## DATASET ENTRIES

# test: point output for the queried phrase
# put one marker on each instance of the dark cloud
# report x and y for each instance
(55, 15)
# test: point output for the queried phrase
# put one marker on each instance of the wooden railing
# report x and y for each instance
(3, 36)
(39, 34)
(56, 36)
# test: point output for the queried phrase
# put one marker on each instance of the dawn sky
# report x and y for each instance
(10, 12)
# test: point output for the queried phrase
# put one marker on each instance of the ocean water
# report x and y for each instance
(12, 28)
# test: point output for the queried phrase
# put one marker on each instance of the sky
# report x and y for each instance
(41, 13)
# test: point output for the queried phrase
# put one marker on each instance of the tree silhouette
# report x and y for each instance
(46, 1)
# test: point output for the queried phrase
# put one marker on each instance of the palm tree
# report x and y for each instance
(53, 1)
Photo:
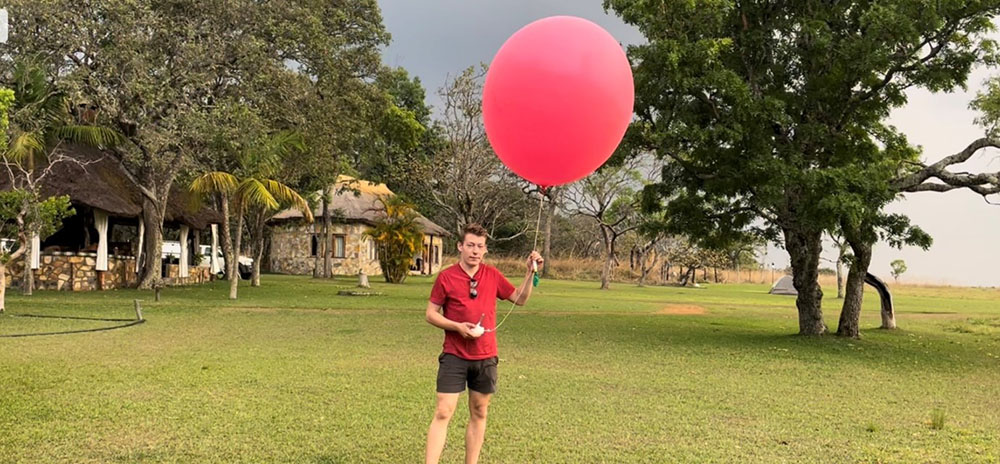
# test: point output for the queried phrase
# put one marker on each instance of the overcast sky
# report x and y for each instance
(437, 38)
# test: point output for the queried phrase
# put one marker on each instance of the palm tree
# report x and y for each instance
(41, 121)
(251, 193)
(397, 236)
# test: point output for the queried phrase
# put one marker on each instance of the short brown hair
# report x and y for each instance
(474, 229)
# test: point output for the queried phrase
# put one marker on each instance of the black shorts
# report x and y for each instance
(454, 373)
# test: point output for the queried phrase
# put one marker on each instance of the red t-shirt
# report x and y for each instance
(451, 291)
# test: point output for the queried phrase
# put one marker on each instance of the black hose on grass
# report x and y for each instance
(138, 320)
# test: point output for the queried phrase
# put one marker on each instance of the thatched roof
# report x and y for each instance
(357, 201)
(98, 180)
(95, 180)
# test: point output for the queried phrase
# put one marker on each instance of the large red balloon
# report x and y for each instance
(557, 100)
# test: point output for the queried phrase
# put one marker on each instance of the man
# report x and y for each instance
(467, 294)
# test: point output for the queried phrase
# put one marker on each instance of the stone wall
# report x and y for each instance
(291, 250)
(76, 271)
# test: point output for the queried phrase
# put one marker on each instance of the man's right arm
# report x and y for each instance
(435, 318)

...

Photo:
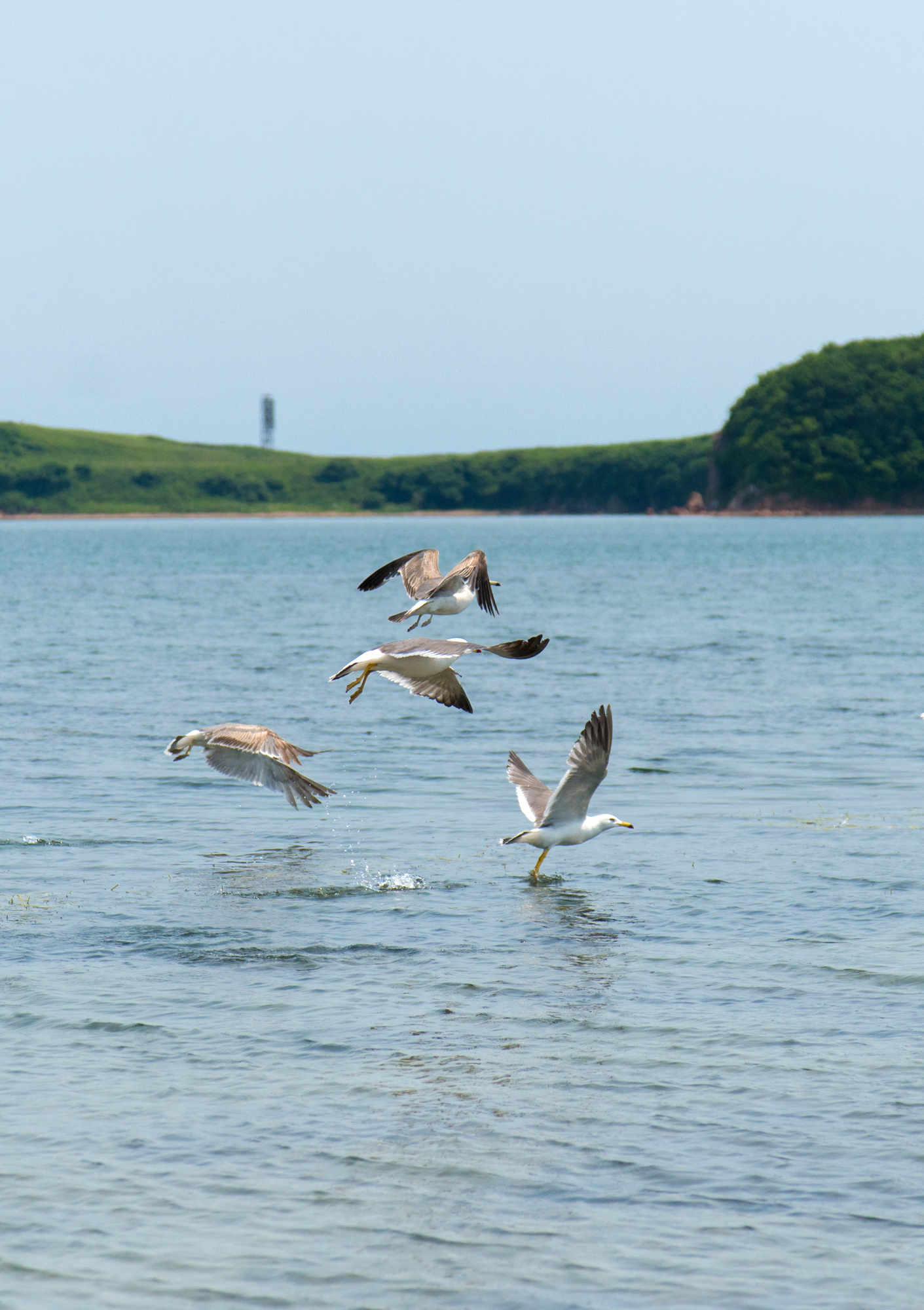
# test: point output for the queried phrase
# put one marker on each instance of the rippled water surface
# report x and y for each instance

...

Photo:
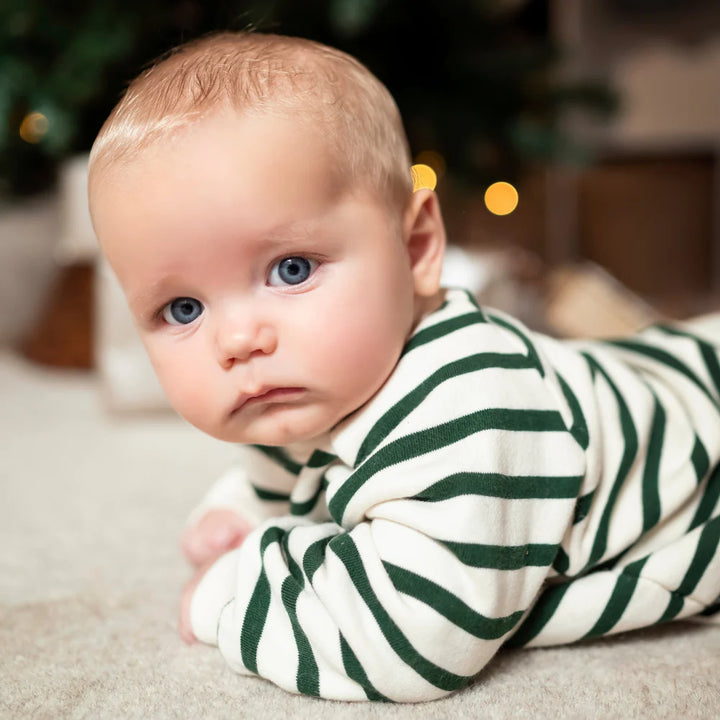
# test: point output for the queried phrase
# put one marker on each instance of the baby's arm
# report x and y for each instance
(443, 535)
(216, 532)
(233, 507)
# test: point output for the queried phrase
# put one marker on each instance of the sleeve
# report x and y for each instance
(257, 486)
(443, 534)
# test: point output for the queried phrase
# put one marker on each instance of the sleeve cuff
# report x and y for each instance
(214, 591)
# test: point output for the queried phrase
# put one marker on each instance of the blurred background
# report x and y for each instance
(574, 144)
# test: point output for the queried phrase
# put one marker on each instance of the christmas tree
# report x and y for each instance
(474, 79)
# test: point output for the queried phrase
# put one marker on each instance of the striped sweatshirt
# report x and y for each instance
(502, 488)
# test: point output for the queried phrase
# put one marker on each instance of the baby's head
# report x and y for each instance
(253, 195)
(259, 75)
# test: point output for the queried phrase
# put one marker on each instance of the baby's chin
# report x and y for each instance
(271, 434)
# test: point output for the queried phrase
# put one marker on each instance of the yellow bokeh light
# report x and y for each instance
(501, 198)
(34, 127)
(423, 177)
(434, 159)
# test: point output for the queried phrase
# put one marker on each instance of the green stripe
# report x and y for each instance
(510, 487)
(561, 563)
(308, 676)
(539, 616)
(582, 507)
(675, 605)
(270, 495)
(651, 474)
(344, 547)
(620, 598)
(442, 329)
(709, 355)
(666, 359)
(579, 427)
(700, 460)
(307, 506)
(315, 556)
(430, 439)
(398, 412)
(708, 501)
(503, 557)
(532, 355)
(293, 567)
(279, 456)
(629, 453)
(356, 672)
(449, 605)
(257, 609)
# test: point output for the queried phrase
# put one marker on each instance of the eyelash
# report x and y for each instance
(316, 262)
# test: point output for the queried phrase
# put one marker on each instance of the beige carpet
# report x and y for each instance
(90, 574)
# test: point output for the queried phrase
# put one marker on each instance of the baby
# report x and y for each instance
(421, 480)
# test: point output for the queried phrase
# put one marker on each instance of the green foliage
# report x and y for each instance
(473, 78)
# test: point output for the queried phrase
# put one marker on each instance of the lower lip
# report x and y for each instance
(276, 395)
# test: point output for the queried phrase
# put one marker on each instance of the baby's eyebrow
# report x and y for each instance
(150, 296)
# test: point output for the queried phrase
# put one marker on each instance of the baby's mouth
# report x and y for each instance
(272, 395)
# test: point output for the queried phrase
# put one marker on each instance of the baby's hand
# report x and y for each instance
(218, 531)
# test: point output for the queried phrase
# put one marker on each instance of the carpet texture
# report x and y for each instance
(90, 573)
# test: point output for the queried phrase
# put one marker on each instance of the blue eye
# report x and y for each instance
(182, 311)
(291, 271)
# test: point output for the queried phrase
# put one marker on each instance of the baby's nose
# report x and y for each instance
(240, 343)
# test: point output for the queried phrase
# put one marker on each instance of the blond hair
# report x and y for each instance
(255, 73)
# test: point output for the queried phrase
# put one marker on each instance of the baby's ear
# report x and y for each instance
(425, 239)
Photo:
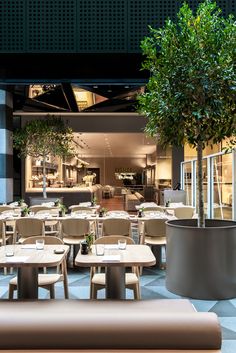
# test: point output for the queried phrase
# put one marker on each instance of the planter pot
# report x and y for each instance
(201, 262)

## WHAT TO DO
Copy out every line of the records above that contains the word "sleeve".

## ANSWER
# put one marker on each instance of the sleeve
# put one marker on each instance of the sleeve cuff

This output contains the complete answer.